[Point labeling data]
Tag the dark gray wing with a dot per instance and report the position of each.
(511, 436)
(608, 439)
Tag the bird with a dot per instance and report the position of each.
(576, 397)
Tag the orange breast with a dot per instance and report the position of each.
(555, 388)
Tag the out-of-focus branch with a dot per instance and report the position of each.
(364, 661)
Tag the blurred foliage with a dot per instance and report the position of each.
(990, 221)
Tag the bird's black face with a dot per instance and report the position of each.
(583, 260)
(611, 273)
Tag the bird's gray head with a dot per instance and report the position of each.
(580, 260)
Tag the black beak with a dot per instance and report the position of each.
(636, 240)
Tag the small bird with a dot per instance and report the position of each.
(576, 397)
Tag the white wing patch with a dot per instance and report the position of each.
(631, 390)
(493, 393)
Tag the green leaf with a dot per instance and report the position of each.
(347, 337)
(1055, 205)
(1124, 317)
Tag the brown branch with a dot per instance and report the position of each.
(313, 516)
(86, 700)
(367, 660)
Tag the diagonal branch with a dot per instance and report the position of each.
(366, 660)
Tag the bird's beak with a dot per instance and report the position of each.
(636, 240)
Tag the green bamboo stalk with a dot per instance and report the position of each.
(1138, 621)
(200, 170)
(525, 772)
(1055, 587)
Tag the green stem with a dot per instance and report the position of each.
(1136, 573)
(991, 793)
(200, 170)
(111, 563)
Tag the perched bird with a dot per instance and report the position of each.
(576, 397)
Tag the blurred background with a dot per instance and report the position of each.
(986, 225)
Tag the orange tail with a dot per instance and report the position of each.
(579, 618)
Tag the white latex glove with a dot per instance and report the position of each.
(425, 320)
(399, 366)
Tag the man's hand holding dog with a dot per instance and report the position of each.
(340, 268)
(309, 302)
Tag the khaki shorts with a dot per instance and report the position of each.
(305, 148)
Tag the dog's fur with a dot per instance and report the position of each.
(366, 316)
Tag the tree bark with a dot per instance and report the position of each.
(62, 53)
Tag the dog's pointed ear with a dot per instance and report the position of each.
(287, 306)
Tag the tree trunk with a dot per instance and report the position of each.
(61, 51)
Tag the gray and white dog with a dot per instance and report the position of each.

**PROBLEM**
Copy out the data word for word, everything from the first line down to the line containing "(1124, 317)", with both ends included.

**OUTPUT**
Tag the dark gray wing with a dot per instance and report the position of each.
(511, 436)
(608, 439)
Tag the bird with a dot per instance and report the position of each.
(576, 397)
Tag the orange breast with a dot per instance and report the position of each.
(555, 388)
Tag the out-of-focus branch with a dot per instance and report the position of each.
(364, 661)
Tag the blurred foliage with a dot per instance and report the position of each.
(990, 221)
Tag the bird's black face with a dot per instance and report the position of each.
(583, 260)
(611, 273)
Tag the bird's gray head with a dot per instance and report the position of each.
(580, 260)
Tag the black beak with a dot per instance and report the position of each.
(636, 240)
Tag the small bird with a dot per instance and report the position of each.
(576, 397)
Tag the white wing patch with a dot per instance and report the position of each.
(631, 390)
(493, 393)
Tag the green leaf with a dot per instance and report the position of each.
(347, 337)
(1055, 205)
(1124, 317)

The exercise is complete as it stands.